• Provided data
--- start ---

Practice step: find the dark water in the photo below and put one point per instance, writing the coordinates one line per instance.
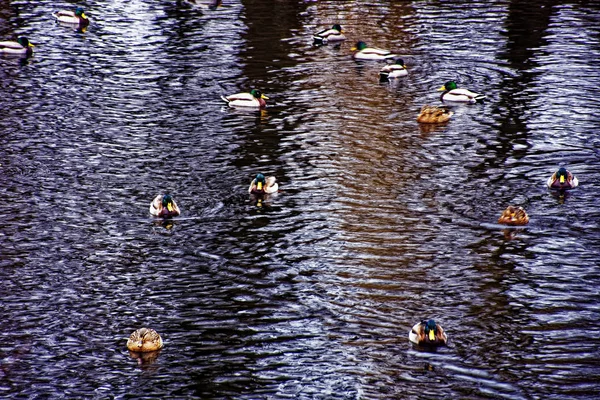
(380, 222)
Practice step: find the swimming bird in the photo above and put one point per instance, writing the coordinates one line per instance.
(514, 215)
(254, 99)
(392, 71)
(335, 34)
(434, 115)
(76, 17)
(454, 94)
(362, 52)
(21, 47)
(562, 180)
(427, 333)
(164, 206)
(262, 185)
(144, 340)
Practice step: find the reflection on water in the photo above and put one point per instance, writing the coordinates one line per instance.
(380, 221)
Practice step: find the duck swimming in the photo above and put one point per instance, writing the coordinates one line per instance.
(21, 47)
(261, 185)
(144, 340)
(164, 206)
(562, 180)
(428, 333)
(434, 115)
(253, 99)
(514, 215)
(453, 94)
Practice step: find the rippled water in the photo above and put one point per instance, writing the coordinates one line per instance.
(379, 223)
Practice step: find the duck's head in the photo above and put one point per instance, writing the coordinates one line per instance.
(359, 46)
(450, 85)
(258, 94)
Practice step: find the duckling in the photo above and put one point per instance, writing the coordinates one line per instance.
(76, 17)
(254, 99)
(454, 94)
(396, 70)
(21, 47)
(261, 185)
(434, 115)
(362, 52)
(164, 206)
(514, 215)
(144, 340)
(335, 34)
(562, 180)
(427, 333)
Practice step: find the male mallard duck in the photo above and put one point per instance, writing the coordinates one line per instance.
(164, 206)
(76, 17)
(434, 115)
(427, 333)
(362, 52)
(514, 215)
(562, 179)
(143, 340)
(452, 93)
(262, 185)
(253, 99)
(20, 47)
(335, 34)
(392, 71)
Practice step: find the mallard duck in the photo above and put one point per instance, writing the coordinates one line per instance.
(144, 340)
(254, 99)
(21, 47)
(164, 206)
(262, 185)
(434, 115)
(514, 215)
(562, 179)
(395, 70)
(453, 94)
(335, 34)
(76, 17)
(427, 333)
(362, 52)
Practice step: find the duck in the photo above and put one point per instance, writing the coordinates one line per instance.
(254, 99)
(392, 71)
(20, 47)
(144, 340)
(454, 94)
(76, 17)
(434, 115)
(261, 185)
(562, 180)
(362, 52)
(164, 206)
(514, 215)
(428, 333)
(335, 34)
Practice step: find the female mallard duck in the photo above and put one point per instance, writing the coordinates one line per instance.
(335, 34)
(164, 206)
(144, 340)
(76, 17)
(362, 52)
(254, 99)
(434, 115)
(261, 185)
(396, 70)
(453, 94)
(562, 179)
(514, 215)
(21, 47)
(427, 333)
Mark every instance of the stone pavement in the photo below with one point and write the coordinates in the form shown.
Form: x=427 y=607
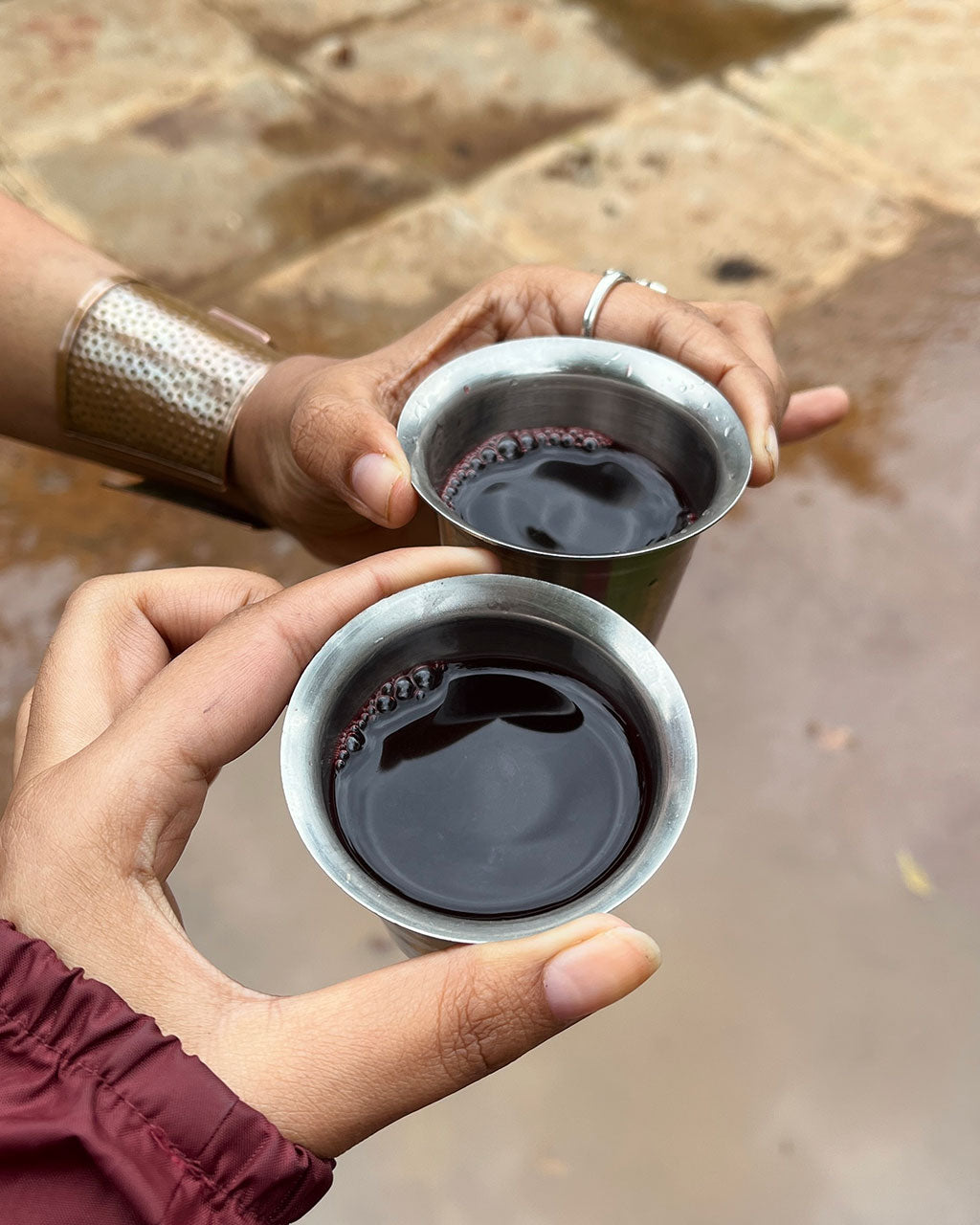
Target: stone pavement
x=338 y=170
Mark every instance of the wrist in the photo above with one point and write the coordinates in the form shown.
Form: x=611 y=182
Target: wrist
x=261 y=469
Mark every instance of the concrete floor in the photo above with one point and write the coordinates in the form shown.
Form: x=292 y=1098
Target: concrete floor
x=810 y=1050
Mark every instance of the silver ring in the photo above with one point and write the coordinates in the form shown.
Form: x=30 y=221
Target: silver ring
x=611 y=278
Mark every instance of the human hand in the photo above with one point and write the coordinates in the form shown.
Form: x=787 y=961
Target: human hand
x=152 y=682
x=315 y=449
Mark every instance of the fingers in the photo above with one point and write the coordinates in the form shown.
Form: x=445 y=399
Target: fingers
x=224 y=692
x=748 y=327
x=342 y=440
x=344 y=1062
x=115 y=635
x=813 y=411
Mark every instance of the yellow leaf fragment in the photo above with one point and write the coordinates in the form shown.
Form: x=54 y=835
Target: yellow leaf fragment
x=913 y=876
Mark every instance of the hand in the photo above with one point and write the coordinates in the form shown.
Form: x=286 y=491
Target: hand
x=151 y=683
x=315 y=450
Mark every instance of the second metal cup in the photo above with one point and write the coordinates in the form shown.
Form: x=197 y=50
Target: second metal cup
x=647 y=403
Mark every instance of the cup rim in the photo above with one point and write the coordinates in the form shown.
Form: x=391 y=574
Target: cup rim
x=687 y=392
x=484 y=595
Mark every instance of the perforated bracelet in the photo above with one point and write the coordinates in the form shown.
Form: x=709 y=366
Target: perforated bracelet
x=152 y=385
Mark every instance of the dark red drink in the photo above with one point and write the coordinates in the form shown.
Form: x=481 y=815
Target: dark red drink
x=568 y=491
x=488 y=789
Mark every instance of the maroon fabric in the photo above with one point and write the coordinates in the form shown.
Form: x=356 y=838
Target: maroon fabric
x=103 y=1119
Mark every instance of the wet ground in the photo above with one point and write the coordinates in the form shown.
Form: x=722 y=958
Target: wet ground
x=810 y=1051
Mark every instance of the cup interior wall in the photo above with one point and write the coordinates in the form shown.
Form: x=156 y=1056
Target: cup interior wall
x=634 y=416
x=503 y=638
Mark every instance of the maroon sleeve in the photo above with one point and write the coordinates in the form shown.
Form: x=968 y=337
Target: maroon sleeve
x=103 y=1119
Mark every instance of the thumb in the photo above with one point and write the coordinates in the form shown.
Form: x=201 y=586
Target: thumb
x=337 y=1064
x=344 y=441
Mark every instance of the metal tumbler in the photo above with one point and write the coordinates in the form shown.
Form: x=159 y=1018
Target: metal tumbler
x=505 y=617
x=646 y=402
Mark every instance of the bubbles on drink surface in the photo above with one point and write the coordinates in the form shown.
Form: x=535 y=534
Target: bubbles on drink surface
x=408 y=687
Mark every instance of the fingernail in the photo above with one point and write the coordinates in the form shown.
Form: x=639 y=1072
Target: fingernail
x=372 y=479
x=589 y=976
x=772 y=449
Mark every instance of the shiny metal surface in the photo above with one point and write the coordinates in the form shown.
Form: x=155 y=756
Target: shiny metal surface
x=646 y=402
x=152 y=385
x=490 y=615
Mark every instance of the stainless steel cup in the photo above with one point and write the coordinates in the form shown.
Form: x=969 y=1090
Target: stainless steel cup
x=486 y=616
x=643 y=401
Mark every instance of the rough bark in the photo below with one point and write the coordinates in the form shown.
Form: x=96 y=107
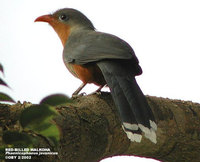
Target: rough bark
x=91 y=130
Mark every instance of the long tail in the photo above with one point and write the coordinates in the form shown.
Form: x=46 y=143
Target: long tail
x=135 y=113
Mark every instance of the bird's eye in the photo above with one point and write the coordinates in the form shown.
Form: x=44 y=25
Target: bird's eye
x=63 y=17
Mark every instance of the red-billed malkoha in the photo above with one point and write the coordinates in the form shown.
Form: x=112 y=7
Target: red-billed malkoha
x=101 y=58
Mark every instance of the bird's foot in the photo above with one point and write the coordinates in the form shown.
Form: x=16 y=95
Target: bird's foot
x=78 y=95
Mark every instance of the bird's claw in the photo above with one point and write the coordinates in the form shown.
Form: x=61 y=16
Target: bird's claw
x=78 y=95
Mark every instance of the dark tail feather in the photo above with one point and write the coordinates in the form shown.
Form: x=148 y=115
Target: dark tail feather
x=135 y=113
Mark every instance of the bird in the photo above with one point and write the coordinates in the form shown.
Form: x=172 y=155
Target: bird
x=104 y=59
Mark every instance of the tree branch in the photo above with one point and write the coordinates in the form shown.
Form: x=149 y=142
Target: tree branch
x=91 y=130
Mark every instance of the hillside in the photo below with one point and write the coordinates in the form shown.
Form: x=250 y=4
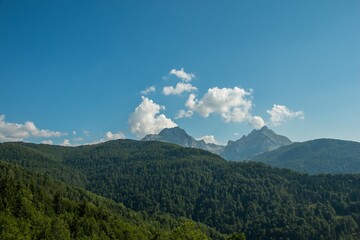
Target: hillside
x=316 y=156
x=261 y=201
x=33 y=206
x=178 y=136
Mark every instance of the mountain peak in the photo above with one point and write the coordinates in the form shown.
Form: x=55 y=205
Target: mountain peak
x=257 y=142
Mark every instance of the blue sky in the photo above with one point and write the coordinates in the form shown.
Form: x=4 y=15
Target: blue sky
x=74 y=72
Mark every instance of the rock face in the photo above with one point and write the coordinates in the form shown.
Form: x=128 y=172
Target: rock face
x=257 y=142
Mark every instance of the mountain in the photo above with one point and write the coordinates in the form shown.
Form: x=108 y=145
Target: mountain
x=316 y=156
x=258 y=141
x=161 y=178
x=178 y=136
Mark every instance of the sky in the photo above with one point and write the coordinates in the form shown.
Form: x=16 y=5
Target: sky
x=83 y=72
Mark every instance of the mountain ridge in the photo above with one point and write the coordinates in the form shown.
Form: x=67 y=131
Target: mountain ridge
x=257 y=142
x=316 y=156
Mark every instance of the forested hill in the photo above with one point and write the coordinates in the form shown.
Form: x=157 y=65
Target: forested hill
x=261 y=201
x=316 y=156
x=33 y=206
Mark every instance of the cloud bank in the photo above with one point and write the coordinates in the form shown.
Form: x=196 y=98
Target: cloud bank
x=146 y=119
x=187 y=77
x=148 y=90
x=233 y=104
x=10 y=132
x=178 y=89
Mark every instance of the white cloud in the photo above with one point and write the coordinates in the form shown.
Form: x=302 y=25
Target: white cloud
x=49 y=142
x=208 y=139
x=66 y=142
x=149 y=90
x=146 y=118
x=18 y=132
x=256 y=122
x=187 y=77
x=86 y=133
x=184 y=114
x=78 y=139
x=233 y=104
x=179 y=89
x=280 y=114
x=113 y=136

--- end ---

Revise the records from the line with "Mark every instance of the silver" up to and including the line with "x=810 y=1051", replacing "Target" with "Label" and leaving everything else unchanged.

Mark every instance of the silver ring in the photo above with one point and write the coordinates in the form shown.
Form: x=30 y=221
Label: silver ring
x=611 y=278
Mark every instance of the human hand in the photo above with one point and write the coordinates in the form shown.
Form: x=787 y=961
Label: human hand
x=152 y=682
x=315 y=449
Mark every instance of the fingers in the photo above with one point and write the coordinates in the form shown.
Form: x=445 y=399
Label: fingers
x=224 y=692
x=748 y=327
x=342 y=440
x=344 y=1062
x=115 y=635
x=813 y=411
Mark every instance of the yellow leaf fragment in the photo above with one point and write the coordinates in the form shown.
Form: x=54 y=835
Label: yellow leaf fragment
x=913 y=876
Mark every instance of the hand in the photo above with one point and write the coordinates in the form shown.
Form: x=286 y=491
Label: hand
x=151 y=683
x=315 y=450
Mark every instance of the second metal cup in the photo above with one point and write the coordinates in the form shown.
Form: x=197 y=50
Label: second metal cup
x=647 y=403
Mark every instance of the cup rim in the photo above with one point and write the coordinates in the form shown.
Form: x=391 y=574
Label: cup rim
x=687 y=392
x=484 y=595
Mark every instance of the perforated bracelet in the photo above with one point and write the coordinates in the form shown.
Form: x=709 y=366
Label: perforated bracelet
x=152 y=385
Mark every instance of the dark red drink in the photo above with one point and write the coordinates in the form shown.
Form: x=481 y=815
Label: dark red drink
x=568 y=491
x=488 y=789
Mark every instance of the maroon fabric in the photo above with one point and write the coordinates in the form shown.
Form: x=356 y=838
Label: maroon fabric
x=103 y=1119
Mark every instance of the wet ground in the photo above with one point and write the coordinates in the form shown.
Form: x=722 y=958
Label: wet ground
x=810 y=1051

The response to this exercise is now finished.